III.2. MATÉRIA DE DIREITO

  1. Considerando a acima referida revogação parcial de actos administrativos, realizada pela AT, em 9 de Julho de 2015, subsistem, como objecto de apreciação, no presente processo, apenas os pedidos de:

a) anulação dos actos tributários referentes às liquidações adicionais de IRC relativo aos exercícios de 2009, 2010 e 2011, e respectivos juros compensatórios, por ilegalidade em virtude de:

a.1) se terem considerado não dedutíveis os pagamentos das prestações de serviços intra-grupo ("management fees") no valor de 1 576 349,10 € e de

a.2) se terem considerado não dedutíveis as despesas de transporte associadas à expedição de mercadorias com destino a clientes da C… no valor de 769 585,00 €;

b) reembolso das quantias retidas a título de crédito de IVA e devolução do montante pago - €3.587,11-, em virtude da prestação de garantia de forma a suspender os processos de execução fiscal instaurados contra a A…, por referência aos exercícios de 2007 a 2011;

c) atribuição à Requerente de juros indemnizatórios em virtude do pagamento indevido das importâncias supra referidas.

            Considerar-se-á, com carácter sucessivo, cada um dos enunciados aspectos.

Cumpre apreciar.

 

a)                    Anulação dos actos tributários referentes às liquidações adicionais de IRC relativo aos exercícios de 2009, 2010 e 2011, e respectivos juros compensatórios, por ilegalidade

 

a.1) ilegalidade com base em vícios de procedimento

 

A este propósito começa a Requerente por invocar que o procedimento inspectivo é ilegal, porque inicialmente foi-lhe comunicado que o procedimento de inspecção externa seria de âmbito parcial, sendo que, posteriormente, sem qualquer comunicação, o procedimento passou a abranger outros impostos, tendo sido efectuadas correcções em sede de imposto de selo. 

Em primeiro lugar, quanto ao âmbito, o procedimento de inspecção diz-se “parcial” quando “abranja apenas algum, ou alguns, tributos ou algum, ou algum, ou alguns, deveres dos sujeitos passivos ou dos demais obrigados tributários” [alínea b) do n.º 1, do artigo 14.º do RCIT].

Assim sendo, nada impede que, sendo embora parcial, o procedimento inspectivo possa abranger mais do que um imposto, ponto é que não sejam violadas as garantias dos contribuintes.

Segundo a Requerida “as únicas correcções em discussão no presente processo são somente atinentes ao IRC, portanto perfeitamente dentro do âmbito previsto nas ordens de serviço que credenciaram a actuação da Administração Tributária aqui em análise”.

Adiante-se desde já que se afigura estar a razão do lado da AT.

Na verdade, qualquer alegada ilegalidade ou irregularidade, necessariamente de natureza procedimental, apenas se pode reflectir no acto final do respectivo procedimento inspectivo.

- _Secção de dados_
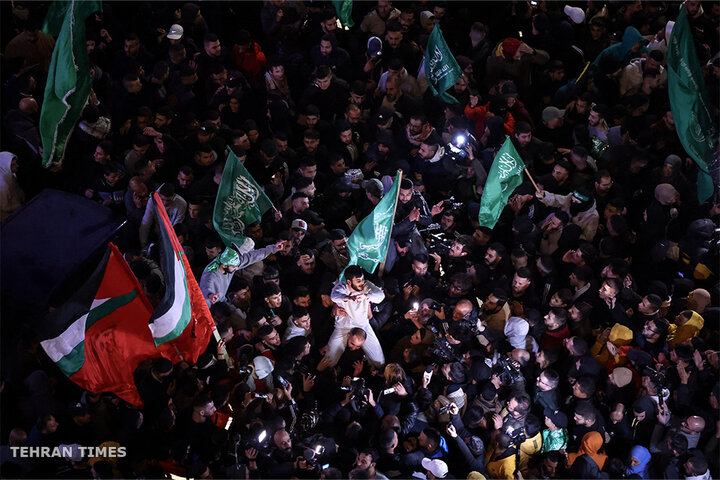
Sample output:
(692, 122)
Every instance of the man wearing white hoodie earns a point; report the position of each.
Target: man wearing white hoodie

- _Tarefas obrigatórias_
a – Responda a estas perguntas sobre o texto das liquidações adicionais de IRC:
(i) Em que data a AT realizou a revogação parcial de atos administrativos?
(ii) Qual é o valor das despesas de transporte que se consideraram não dedutíveis?
(iii) Segundo a Requerida, a que imposto dizem respeito as únicas correções em discussão no processo?
b – Retome o texto sobre as liquidações adicionais de IRC e continue-o a partir da última frase apresentada.
As linhas da secção de dados não fazem falta para nada.

- _Respostas_
a –
(i) Em 9 de Julho de 2015.
(ii) 769 585,00 €.
(iii) Ao IRC.

b –
No caso dos autos, demonstrada a correspondência entre a ordem de serviço que serviu de base às correcções efectuadas no procedimento inspectivo relativo ao IRC, único imposto objecto de apreciação aqui em causa, não padece o procedimento inspectivo em análise do vício que lhe vem imputado. A verificar-se a alegada ilegalidade procedimental, esta apenas se poderá repercutir, quando muito, no acto final do procedimento inspectivo relativo ao Imposto de Selo.

 

            Alega também a Requerente falta ou insuficiência de fundamentação, porque notificada de um despacho de prorrogação do prazo da inspecção, não lhe foi dado conhecimento quanto ao conteúdo do mesmo, bem como dos concretos fundamentos que sustentaram a referida prorrogação.  

            Também aqui se afigura não assistir razão à Requerente, na medida em que confunde falta de fundamentação dos actos administrativos e comunicação aos interessados dos fundamentos que presidiram à emissão dos mesmos. Como bem argumenta a Requerida, segundo a jurisprudência do STA[5], não constitui requisito de validade dos actos administrativos a omissão da notificação dos respectivos fundamentos aos interessados, uma vez que a ordem jurídica oferece-lhes meios de que podem lançar mão quando a notificação dos actos não seja acompanhada da respectiva fundamentação.

No caso especial dos actos tributários, se a comunicação da decisão em matéria tributária não contiver a fundamentação legalmente exigida, pode o interessado lançar mão do mecanismo previsto no artigo 37.º, n.º1, do CPPT e requerer a notificação dos requisitos que tenham sido omitidos ou a passagem de certidão que os contenha.

Não o tendo a Requerente utilizado, em tempo oportuno, este mecanismo, terá de considerar-se sanada qualquer irregularidade que pudesse ter existido[6] .   

           

a.2) ilegalidade com base no facto de não se terem considerado dedutíveis os pagamentos das prestações de serviços intra-grupo ("management fees")

 

Relativamente aos “management fees” suportados pela Requerente e por ela reconhecidos como gastos, a Requerida coloca em causa duas questões essenciais à sua aceitação como custo fiscal. Por um lado, para serem fiscalmente dedutíveis, tais gastos deveriam cumprir o requisito de indispensabilidade. Por outro, uma vez ultrapassado o requisito da indispensabilidade, deveriam estar comprovados com documentos emitidos nos termos legais.

Com efeito, de acordo com o estipulado no artigo 23º do Código do IRC (na versão em vigor à data de ocorrência dos factos), “consideram-se gastos os que comprovadamente sejam indispensáveis para a realização dos rendimentos sujeitos a imposto ou para a manutenção da fonte produtora”.

Tem sido amplamente debatida, quer pela doutrina, quer em vários acórdãos do CAAD, e bem assim de acórdãos de tribunais superiores, a questão da indispensabilidade dos gastos subjacente a esta norma, sendo já amplamente aceite (crf. processos 91/2012-T e 39/2013-T do CAAD, Acórdãos 049/11 e 0779/12 do STA, Acórdão 03369/09 do TCA Sul, entre outros) que tal questão deve ser entendida num quadro de nexo causal entre o gasto incorrido e o fim gestionário e económico da empresa que o suporta.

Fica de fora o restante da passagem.